* begin TEXT SECTION *
Re: Unable to get Avro schema alias working for an array item

2022-01-15 Thread Spencer Lu
We're using Avro 1.7.4 with Apache Flume 1.9.0, and have written a
Flume interceptor in Java to handle the deserializing with the old
schema and the reserializing with the new schema.

In the interceptor, we have the following code to deserialize:

GenericDatumReader reader = new
GenericDatumReader<>(oldSchema, newSchema);
BinaryDecoder decoder =
DecoderFactory.get().binaryDecoder(event.getBody(), null);
GenericRecord record = reader.read(null, decoder);

Then the following code to reserialize:

ByteArrayOutputStream outStream = new ByteArrayOutputStream();
GenericDatumWriter writer = new GenericDatumWriter<>(newSchema);
BinaryEncoder encoder = EncoderFactory.get().binaryEncoder(outStream, null);
writer.write(record, encoder);
encoder.flush();
event.setBody(outStream.toByteArray());


On Sat, Jan 15, 2022 at 2:33 PM Spencer Nelson  wrote:
>
> This should work according to the spec. What language and Avro library are 
> you using, and with what version?
>
> Aliases are a bit tricky to use correctly. When deserializing, you may need 
> to indicate the writer’s schema as using oldFieldName1 and oldFieldName2, 
> while the reader schema uses newFieldName1 and newFieldName2. In other words, 
> you may need to provide both the old and new schemas to the deserializer.
* end TEXT SECTION *
• _TASK GOAL_
For each statement, answer yes or no according to the forum thread on Avro aliases, and quote the thread's deciding words exactly: (a) The interceptor was written in Java. (b) The team is using Avro version 1.9.0. (c) The reply calls aliases easy to use correctly. The material after this point comes from a different source.
* begin STORED ROWS *
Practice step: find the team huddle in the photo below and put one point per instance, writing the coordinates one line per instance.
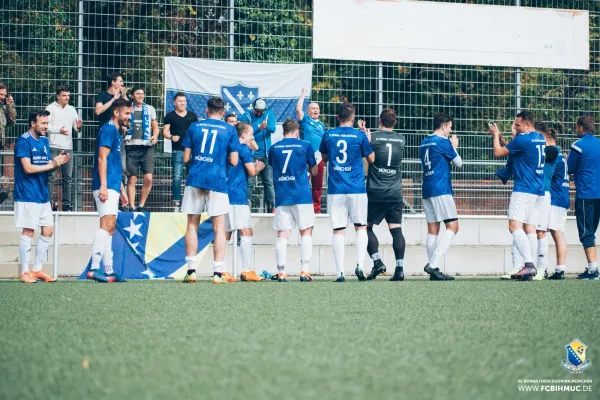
(220, 163)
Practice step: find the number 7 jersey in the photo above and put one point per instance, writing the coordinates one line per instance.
(211, 142)
(345, 147)
(290, 159)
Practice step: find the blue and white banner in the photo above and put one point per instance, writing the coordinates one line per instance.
(238, 83)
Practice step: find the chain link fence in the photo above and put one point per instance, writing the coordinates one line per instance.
(46, 43)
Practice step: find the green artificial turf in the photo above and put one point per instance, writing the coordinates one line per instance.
(467, 339)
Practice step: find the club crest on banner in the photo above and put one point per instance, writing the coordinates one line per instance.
(575, 362)
(238, 97)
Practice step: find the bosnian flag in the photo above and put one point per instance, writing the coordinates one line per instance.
(238, 83)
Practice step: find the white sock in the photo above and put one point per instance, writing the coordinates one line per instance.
(218, 267)
(338, 252)
(100, 238)
(246, 251)
(107, 256)
(520, 240)
(41, 253)
(281, 252)
(305, 252)
(442, 247)
(517, 258)
(542, 254)
(24, 252)
(430, 245)
(362, 241)
(532, 238)
(192, 262)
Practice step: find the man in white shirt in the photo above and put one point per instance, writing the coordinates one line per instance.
(63, 119)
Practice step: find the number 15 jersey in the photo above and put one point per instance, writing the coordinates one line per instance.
(346, 148)
(290, 159)
(436, 153)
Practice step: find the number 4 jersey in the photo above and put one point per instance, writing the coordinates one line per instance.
(528, 153)
(290, 159)
(436, 153)
(211, 141)
(345, 147)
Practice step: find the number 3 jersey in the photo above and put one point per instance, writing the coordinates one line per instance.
(528, 153)
(211, 141)
(345, 147)
(436, 153)
(384, 182)
(290, 159)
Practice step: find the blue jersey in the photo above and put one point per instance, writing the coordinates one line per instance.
(31, 188)
(528, 154)
(312, 131)
(237, 177)
(583, 163)
(559, 188)
(436, 153)
(346, 148)
(290, 159)
(211, 141)
(109, 136)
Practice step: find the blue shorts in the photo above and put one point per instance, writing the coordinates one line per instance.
(587, 212)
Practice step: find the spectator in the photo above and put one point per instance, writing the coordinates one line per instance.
(8, 117)
(583, 164)
(142, 135)
(63, 119)
(312, 130)
(176, 124)
(263, 124)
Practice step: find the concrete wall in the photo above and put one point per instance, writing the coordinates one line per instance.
(482, 247)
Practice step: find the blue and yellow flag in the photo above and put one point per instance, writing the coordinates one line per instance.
(152, 246)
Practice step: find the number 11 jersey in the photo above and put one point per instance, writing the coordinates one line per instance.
(345, 147)
(436, 153)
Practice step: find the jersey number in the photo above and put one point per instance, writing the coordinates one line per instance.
(344, 146)
(287, 159)
(426, 161)
(541, 148)
(212, 143)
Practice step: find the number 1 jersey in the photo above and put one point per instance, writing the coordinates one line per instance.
(290, 159)
(211, 141)
(345, 147)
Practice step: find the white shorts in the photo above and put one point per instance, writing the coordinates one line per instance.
(288, 217)
(544, 214)
(196, 201)
(346, 208)
(558, 218)
(238, 217)
(440, 208)
(33, 215)
(525, 207)
(110, 206)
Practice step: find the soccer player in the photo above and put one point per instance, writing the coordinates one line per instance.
(344, 148)
(32, 200)
(437, 152)
(384, 190)
(291, 158)
(312, 130)
(527, 151)
(238, 216)
(208, 145)
(107, 188)
(583, 164)
(559, 206)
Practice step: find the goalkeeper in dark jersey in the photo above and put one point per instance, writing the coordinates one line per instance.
(384, 190)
* end STORED ROWS *
• _TASK RESULT_
(a) Yes: "have written a Flume interceptor in Java"
(b) No: "We're using Avro 1.7.4 with Apache Flume 1.9.0"
(c) No: "Aliases are a bit tricky to use correctly."